Begin at the line that has "[segment] man's right hand" and stop at the end of the material. Turn those lines into a numbered list, skipping blank lines and leaving the pictures out.
%%
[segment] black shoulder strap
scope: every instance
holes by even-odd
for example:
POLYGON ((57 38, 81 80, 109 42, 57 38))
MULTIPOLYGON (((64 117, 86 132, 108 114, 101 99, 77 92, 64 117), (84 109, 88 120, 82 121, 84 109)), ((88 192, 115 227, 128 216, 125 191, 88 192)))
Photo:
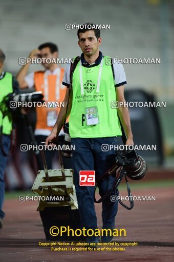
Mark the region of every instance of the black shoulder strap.
POLYGON ((71 64, 70 71, 70 89, 72 88, 73 83, 73 73, 80 59, 80 57, 77 57, 74 59, 73 63, 71 64))
POLYGON ((68 103, 67 103, 67 108, 66 108, 66 116, 65 116, 65 118, 64 118, 63 126, 64 126, 64 124, 66 123, 67 114, 68 104, 69 104, 69 99, 70 99, 70 94, 71 94, 71 89, 73 87, 72 84, 73 84, 73 73, 74 73, 74 72, 75 71, 75 69, 76 69, 77 65, 80 59, 80 57, 77 57, 74 59, 74 60, 73 61, 73 63, 72 63, 71 64, 70 71, 70 86, 69 86, 69 91, 68 103))

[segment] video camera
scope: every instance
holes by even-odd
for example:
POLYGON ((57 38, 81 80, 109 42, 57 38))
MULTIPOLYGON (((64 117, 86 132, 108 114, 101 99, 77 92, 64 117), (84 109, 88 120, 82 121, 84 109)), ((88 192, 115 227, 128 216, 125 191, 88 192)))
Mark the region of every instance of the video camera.
POLYGON ((5 103, 7 106, 10 108, 12 111, 15 111, 17 108, 17 107, 12 107, 11 103, 14 102, 21 104, 23 107, 23 103, 31 102, 40 102, 43 103, 44 95, 41 91, 32 92, 31 93, 16 94, 15 93, 10 93, 5 97, 3 99, 3 102, 5 103), (21 102, 20 103, 19 102, 21 102))

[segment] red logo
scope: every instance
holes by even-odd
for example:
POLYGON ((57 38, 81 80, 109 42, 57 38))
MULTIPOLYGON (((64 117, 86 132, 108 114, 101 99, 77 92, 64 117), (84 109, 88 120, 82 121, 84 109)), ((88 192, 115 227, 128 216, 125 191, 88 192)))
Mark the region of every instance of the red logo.
POLYGON ((81 171, 80 175, 80 185, 94 186, 95 184, 95 171, 81 171))

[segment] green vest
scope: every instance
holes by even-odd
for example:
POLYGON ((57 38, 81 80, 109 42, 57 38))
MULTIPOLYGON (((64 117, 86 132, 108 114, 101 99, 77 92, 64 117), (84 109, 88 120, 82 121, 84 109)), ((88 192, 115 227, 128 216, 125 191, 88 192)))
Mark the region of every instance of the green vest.
POLYGON ((72 81, 73 103, 69 120, 70 135, 72 138, 122 135, 117 109, 111 107, 112 101, 117 100, 117 98, 112 67, 105 63, 108 57, 104 57, 98 92, 96 91, 100 64, 92 67, 81 67, 83 95, 80 81, 80 61, 74 70, 72 81), (85 108, 94 106, 97 106, 99 124, 86 125, 85 121, 82 125, 82 114, 85 114, 85 108))
POLYGON ((12 129, 12 116, 9 109, 2 101, 7 95, 13 92, 12 78, 11 73, 6 72, 5 77, 0 80, 0 126, 3 125, 3 134, 6 135, 10 135, 12 129), (4 114, 6 115, 3 118, 4 114))

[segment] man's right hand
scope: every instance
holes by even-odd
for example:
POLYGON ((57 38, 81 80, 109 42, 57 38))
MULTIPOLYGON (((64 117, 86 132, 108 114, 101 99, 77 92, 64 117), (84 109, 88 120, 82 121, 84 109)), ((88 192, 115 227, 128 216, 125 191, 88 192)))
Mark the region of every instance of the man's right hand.
POLYGON ((57 144, 57 142, 58 135, 55 133, 51 133, 46 140, 45 144, 48 145, 49 143, 49 144, 51 144, 52 146, 54 146, 54 144, 57 144))

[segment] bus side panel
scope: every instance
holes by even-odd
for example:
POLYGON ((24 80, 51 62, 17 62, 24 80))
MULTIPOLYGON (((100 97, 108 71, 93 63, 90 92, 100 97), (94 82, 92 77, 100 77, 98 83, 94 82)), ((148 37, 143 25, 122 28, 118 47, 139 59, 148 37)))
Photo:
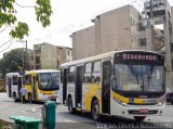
%%
→ **Finished exercise**
1. [segment] man's right hand
2. scope: every instance
3. holes by even-odd
4. for example:
5. POLYGON ((57 38, 81 80, 109 42, 57 38))
6. MULTIPOLYGON (((64 117, 86 132, 108 114, 101 99, 77 92, 64 117), (84 109, 88 120, 82 121, 84 109)), ((88 192, 115 227, 128 216, 125 191, 88 192)))
7. Mark the region of every instance of the man's right hand.
8. POLYGON ((57 144, 57 142, 58 135, 55 133, 51 133, 46 140, 45 144, 48 145, 49 143, 49 144, 51 144, 52 146, 54 146, 54 144, 57 144))
9. [segment] bus side panel
10. scope: every instance
11. holes by even-odd
12. for example:
13. POLYGON ((24 80, 51 62, 17 62, 24 80))
14. MULTIPOLYGON (((100 97, 108 71, 93 63, 90 92, 100 97), (94 82, 92 77, 100 77, 98 83, 94 82)), ((148 37, 143 25, 122 28, 118 47, 139 59, 148 37)))
15. Photo:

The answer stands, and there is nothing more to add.